### Short exercise:
Collect and copy out every line in the material below that contains the word "leaf".

### Record extracts:
=====
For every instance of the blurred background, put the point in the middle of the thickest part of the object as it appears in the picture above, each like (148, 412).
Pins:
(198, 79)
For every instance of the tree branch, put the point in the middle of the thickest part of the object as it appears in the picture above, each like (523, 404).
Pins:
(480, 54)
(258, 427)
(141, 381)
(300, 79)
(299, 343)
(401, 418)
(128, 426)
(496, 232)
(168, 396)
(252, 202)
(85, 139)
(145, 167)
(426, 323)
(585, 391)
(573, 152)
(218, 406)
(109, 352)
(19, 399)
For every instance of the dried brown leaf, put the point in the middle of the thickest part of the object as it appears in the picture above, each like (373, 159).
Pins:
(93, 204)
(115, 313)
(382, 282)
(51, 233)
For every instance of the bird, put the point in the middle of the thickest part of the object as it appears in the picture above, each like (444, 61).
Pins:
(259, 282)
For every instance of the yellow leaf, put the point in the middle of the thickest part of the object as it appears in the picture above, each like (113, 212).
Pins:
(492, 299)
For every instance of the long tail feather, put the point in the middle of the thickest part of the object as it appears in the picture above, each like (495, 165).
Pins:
=====
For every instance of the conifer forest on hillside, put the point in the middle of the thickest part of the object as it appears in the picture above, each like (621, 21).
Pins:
=====
### Solution to the exercise:
For every instance of the dried brown leaf, put the point in the middle of the thickest part of the object as it appears in the picture above, each like (373, 159).
For every instance of the yellow leaf, put the point in the middle of the thickest part of the object as it appears in the picture above, each like (113, 212).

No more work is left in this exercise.